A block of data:
——————

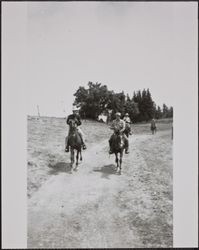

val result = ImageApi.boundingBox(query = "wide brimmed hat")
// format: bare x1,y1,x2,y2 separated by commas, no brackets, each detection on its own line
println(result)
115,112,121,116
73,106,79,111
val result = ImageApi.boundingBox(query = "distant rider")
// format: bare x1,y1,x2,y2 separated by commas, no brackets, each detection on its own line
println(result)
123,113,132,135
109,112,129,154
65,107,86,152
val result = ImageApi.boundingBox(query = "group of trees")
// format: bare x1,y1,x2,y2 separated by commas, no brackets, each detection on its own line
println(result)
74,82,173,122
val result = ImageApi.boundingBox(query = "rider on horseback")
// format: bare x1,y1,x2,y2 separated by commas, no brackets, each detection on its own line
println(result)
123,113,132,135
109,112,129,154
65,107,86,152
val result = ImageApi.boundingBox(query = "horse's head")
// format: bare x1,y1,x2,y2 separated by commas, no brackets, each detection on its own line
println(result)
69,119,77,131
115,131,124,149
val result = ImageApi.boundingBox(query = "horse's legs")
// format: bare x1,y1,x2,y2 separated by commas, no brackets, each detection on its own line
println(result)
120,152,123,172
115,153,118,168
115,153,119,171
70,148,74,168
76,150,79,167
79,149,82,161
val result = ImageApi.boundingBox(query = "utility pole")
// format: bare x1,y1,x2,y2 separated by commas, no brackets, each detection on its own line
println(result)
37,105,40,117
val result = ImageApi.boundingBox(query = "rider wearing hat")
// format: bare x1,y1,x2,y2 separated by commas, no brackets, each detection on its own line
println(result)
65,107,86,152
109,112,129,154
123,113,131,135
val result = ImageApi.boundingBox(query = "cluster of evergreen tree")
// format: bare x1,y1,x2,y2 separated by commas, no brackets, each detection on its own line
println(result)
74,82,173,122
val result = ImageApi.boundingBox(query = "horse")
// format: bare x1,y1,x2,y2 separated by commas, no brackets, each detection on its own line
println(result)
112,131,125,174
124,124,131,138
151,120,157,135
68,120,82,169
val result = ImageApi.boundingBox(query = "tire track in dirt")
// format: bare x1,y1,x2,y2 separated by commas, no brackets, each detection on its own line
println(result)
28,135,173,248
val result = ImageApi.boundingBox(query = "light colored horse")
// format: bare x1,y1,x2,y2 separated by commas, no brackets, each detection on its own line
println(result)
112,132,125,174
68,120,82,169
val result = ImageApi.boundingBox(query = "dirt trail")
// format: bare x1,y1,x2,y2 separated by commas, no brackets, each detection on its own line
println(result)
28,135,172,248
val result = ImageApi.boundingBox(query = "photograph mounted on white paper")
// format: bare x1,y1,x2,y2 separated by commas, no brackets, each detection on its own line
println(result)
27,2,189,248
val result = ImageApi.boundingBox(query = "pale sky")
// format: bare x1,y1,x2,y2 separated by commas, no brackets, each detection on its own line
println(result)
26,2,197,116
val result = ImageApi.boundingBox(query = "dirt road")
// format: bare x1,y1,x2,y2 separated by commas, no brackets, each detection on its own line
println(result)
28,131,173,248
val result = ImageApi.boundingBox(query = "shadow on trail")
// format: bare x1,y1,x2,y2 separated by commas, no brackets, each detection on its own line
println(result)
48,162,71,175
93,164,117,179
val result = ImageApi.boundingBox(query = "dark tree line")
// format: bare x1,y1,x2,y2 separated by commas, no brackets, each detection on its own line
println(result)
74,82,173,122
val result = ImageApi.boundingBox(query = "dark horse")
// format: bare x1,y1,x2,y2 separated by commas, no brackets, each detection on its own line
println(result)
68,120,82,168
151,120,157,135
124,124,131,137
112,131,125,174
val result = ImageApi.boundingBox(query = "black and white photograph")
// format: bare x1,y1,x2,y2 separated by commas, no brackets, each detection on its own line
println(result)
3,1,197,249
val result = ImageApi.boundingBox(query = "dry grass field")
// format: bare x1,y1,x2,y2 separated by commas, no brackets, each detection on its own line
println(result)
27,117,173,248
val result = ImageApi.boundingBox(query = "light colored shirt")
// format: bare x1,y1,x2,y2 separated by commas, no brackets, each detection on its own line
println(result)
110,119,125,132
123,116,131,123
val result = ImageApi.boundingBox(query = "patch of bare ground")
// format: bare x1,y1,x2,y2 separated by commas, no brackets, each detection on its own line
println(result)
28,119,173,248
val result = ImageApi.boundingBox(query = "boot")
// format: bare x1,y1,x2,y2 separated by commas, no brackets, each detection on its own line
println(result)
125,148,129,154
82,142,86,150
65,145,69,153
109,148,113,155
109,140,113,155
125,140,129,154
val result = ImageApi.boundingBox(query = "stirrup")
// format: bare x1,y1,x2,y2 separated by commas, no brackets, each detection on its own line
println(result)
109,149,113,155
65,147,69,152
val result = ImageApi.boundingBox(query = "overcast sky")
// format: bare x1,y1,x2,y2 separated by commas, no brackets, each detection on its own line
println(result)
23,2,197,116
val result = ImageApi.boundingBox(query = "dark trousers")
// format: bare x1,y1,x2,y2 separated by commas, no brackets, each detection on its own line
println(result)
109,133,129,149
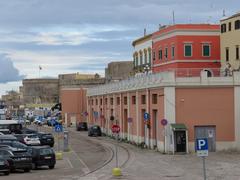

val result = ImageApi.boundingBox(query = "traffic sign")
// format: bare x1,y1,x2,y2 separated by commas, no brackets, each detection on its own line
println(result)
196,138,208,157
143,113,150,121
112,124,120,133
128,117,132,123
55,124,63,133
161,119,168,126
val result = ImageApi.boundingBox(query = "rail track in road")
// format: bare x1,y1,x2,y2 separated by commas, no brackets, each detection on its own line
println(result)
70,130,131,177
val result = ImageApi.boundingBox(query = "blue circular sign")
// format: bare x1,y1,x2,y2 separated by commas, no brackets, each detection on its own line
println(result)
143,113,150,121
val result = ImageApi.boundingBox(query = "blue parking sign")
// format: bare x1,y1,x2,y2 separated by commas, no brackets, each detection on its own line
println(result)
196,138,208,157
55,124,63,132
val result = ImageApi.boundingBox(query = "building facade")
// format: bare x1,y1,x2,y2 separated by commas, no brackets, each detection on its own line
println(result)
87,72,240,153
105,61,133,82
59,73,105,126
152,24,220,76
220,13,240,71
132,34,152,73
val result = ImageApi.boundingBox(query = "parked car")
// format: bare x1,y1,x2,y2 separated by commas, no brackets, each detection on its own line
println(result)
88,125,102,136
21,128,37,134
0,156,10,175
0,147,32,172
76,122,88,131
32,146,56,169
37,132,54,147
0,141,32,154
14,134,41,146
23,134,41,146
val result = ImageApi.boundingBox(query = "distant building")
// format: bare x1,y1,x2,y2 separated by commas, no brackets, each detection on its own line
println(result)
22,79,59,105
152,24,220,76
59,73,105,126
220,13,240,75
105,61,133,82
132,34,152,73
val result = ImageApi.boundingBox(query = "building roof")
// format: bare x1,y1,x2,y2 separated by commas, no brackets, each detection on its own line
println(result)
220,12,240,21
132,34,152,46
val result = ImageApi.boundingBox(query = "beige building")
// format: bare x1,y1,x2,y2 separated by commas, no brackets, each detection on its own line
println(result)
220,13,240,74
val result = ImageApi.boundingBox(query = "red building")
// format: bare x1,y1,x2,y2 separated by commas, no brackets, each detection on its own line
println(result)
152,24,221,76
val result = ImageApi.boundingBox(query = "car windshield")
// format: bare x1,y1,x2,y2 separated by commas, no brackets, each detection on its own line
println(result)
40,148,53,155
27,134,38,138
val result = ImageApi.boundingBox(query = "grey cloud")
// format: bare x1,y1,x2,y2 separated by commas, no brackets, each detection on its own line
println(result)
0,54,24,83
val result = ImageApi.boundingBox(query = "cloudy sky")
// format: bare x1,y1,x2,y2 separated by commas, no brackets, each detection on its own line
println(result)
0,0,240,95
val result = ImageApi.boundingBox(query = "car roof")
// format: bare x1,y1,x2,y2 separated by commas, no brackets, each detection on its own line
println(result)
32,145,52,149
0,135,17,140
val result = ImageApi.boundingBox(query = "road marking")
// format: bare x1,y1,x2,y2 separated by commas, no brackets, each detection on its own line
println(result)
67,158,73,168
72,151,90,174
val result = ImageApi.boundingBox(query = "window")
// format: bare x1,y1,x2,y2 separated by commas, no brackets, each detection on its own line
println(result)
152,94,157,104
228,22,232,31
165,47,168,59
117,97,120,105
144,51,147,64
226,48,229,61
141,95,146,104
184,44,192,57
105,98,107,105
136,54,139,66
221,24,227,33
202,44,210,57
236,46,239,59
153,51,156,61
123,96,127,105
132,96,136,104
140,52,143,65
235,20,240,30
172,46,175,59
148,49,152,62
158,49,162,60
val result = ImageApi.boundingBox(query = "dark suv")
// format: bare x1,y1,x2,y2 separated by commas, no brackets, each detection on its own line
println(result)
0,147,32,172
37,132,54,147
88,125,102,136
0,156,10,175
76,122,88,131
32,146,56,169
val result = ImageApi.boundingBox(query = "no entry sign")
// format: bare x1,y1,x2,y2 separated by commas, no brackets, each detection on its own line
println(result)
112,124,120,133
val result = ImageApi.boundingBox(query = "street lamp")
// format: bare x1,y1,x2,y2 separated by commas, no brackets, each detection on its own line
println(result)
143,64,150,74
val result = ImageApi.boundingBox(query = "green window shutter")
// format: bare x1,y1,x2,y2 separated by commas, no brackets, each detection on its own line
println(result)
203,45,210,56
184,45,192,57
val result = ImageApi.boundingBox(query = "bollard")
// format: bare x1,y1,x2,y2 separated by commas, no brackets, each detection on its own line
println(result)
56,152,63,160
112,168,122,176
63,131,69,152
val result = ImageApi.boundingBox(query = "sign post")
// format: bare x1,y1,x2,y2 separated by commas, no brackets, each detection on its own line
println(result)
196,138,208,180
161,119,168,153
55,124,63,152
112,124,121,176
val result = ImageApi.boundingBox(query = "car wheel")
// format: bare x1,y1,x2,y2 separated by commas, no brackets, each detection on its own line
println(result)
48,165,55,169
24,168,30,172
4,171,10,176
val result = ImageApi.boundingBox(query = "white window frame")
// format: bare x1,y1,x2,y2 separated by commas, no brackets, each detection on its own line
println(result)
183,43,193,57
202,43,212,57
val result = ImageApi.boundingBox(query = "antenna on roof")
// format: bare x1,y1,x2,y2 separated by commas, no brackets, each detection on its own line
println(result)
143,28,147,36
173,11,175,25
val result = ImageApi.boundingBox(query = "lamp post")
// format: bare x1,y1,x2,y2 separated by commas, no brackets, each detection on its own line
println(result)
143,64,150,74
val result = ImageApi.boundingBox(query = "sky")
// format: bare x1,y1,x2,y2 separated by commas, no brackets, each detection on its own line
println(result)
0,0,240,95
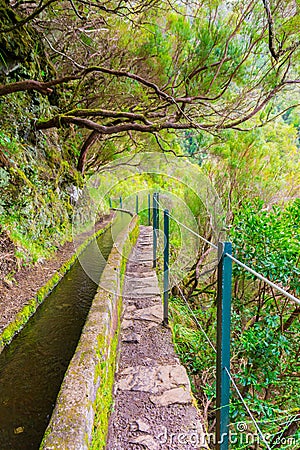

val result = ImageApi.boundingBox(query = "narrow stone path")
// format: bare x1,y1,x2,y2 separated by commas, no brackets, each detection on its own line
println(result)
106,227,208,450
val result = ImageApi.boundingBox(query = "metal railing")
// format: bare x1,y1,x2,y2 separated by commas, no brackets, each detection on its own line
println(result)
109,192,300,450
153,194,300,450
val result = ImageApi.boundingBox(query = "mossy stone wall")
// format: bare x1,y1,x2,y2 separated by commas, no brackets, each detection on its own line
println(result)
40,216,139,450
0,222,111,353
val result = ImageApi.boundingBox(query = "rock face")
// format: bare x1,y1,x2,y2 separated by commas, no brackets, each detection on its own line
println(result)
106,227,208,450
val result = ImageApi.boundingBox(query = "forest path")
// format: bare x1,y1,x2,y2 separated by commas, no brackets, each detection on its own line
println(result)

——————

§ Task
Edit the records from the start through the line containing "123,113,131,135", swapping "rider" for "horseman" and leaving everything else unchanged. Write out only that part, without the pictures.

§ Finished answer
val result = ImageApi.boundingBox(query = "wide brimmed hat")
// format: bare x1,y1,x2,y2 separated by commas, no brackets, each detection on its own line
println(result)
115,112,121,116
73,106,79,111
val result = ImageApi.boundingBox(query = "distant horseman")
// format: bare x1,y1,x2,y2 separated by commas, no brackets, each detection on its own line
println(result)
123,113,132,135
109,112,129,154
65,107,86,152
val result = ImageApi.boundingBox(query = "group of trees")
// format: bare x1,y1,x2,y2 separated by commas, no brackets, each detection on its own line
println(result)
74,82,173,122
val result = ImageApi.boundingBox(query = "horseman on horseback")
// format: bare x1,y1,x2,y2 separated by commas, no brackets, each detection on its own line
println(result)
123,113,132,135
109,112,129,154
65,107,86,152
val result = ImageApi.boundingBox(query = "horse's head")
// format: bare x1,y1,x2,y2 separated by commas, no brackets, each detection on its own line
println(result)
69,119,77,131
115,131,124,149
val result = ImageApi.boundingBox(query = "horse's legs")
// format: bare x1,y1,x2,y2 separated by commas, no brackets, each detection on its own line
println(result)
120,152,123,172
115,153,118,168
115,153,119,171
70,148,74,168
76,150,79,167
79,149,82,161
val result = ImageApi.boundingBox(query = "utility pole")
// format: bare x1,y1,x2,y2 separated by commas, no brackets, each detection on its own line
println(result)
37,105,40,117
val result = ImageApi.boundingBox(query = "horseman wearing hat")
// format: bare x1,y1,x2,y2 separated by commas, no brackets, each detection on its own line
println(result)
65,107,86,152
109,112,129,154
123,113,131,135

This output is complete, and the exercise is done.